** Opening EXTRACTED TEXT block **

'Time is of the essence': MAC expects to decide on football by Monday
The Mid-American Conference is expected to make a decision within a week about reinstating fall football.
Central Michigan president Bob Davies revealed the timeline, saying an announcement should come by Monday, and acknowledged, "We know time is of the essence."
The MAC remains one of three Football Bowl Subdivision conferences still without a fall football season, though all three, including the Pac-12 and Mountain West, are revisiting their plans.
MAC presidents met Saturday to discuss the issue, and look over updated medical date, but didn't vote.
"The presidents are focusing on the testing and protocols, and do we all ensure the safety of our student athletes, our coaches, as well as the community and university," Davies said Tuesday.
"We're looking at the possibilities."
Davies said if the MAC does play fall football, there will no fans in the stands.
The Big Ten reversed course last Wednesday and reinstated fall football, a decision that was immediately followed by a statement from the MAC commissioner than the conference would continue to focus on a possible spring season.
But by Wednesday night, athletic directors were talking to each other and pushing commissioner Jon Steinbrecher to at least entertain the idea of a reversal.
Several MAC coaches and athletes — Western Michigan's football players released a joint statement making their case to play — have been outspoken over the last week.
If the MAC does decide to play — and either way, the conference schools will be out millions, with none of the big-payday nonconference games — it's expected to follow many of the guidelines that the Big Ten installed, including strict sit-out protocols and regular testing.
The Big Ten will test every football player daily, starting Sept. 30; the MAC won't be able to do that.
Davies acknowledged acquiring the amount of rapid tests needed is one barrier.
"We will have to be assured that we have the testing capacity and materials," Davies said.
The MAC announced Aug. 8 it was postponing fall sports, including football, making it the first Football Bowl Subdivision conference to do so. Three days later, the Big Ten became the first Power Five conference to announce a postponed season.

** Closing EXTRACTED TEXT block **

Transcribe the passage of the article on the MAC's football decision that begins at the words "MAC presidents met" and stops after "Davies said Tuesday.".

** Opening AVAILABLE DATA block **

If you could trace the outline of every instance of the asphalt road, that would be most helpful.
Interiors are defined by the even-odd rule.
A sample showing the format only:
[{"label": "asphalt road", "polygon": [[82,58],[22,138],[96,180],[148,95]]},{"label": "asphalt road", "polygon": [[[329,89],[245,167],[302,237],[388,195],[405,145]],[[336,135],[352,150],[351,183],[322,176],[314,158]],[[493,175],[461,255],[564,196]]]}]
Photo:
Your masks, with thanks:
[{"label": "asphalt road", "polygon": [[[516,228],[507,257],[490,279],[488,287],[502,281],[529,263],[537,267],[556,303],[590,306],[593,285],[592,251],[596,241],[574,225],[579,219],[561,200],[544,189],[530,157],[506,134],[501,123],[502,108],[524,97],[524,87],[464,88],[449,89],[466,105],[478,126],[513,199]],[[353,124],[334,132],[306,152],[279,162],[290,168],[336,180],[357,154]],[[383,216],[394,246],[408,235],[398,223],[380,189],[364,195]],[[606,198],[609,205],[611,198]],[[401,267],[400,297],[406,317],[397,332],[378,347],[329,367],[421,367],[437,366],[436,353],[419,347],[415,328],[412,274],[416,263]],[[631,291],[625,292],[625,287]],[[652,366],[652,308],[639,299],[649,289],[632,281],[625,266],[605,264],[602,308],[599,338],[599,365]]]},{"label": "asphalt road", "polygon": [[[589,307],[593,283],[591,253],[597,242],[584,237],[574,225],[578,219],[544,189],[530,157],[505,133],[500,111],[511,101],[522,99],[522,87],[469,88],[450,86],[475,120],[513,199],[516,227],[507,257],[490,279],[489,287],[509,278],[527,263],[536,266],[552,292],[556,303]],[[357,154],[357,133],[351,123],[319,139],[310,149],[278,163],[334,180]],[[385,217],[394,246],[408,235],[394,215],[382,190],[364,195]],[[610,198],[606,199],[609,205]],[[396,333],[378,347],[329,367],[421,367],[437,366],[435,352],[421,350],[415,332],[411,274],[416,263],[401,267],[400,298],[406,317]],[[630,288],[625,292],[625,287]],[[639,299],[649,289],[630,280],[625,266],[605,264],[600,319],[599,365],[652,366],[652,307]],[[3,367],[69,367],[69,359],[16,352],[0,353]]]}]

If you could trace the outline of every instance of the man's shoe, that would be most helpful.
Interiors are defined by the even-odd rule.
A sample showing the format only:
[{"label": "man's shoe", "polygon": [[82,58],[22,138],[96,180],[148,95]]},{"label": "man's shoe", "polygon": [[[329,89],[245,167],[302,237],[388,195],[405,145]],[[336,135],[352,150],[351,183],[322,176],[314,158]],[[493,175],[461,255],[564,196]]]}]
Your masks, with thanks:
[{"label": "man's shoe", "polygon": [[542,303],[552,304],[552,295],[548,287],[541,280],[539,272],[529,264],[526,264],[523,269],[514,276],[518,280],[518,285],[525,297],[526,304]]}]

** Closing AVAILABLE DATA block **

§ ANSWER FOR THIS EXERCISE:
MAC presidents met Saturday to discuss the issue, and look over updated medical date, but didn't vote.
"The presidents are focusing on the testing and protocols, and do we all ensure the safety of our student athletes, our coaches, as well as the community and university," Davies said Tuesday.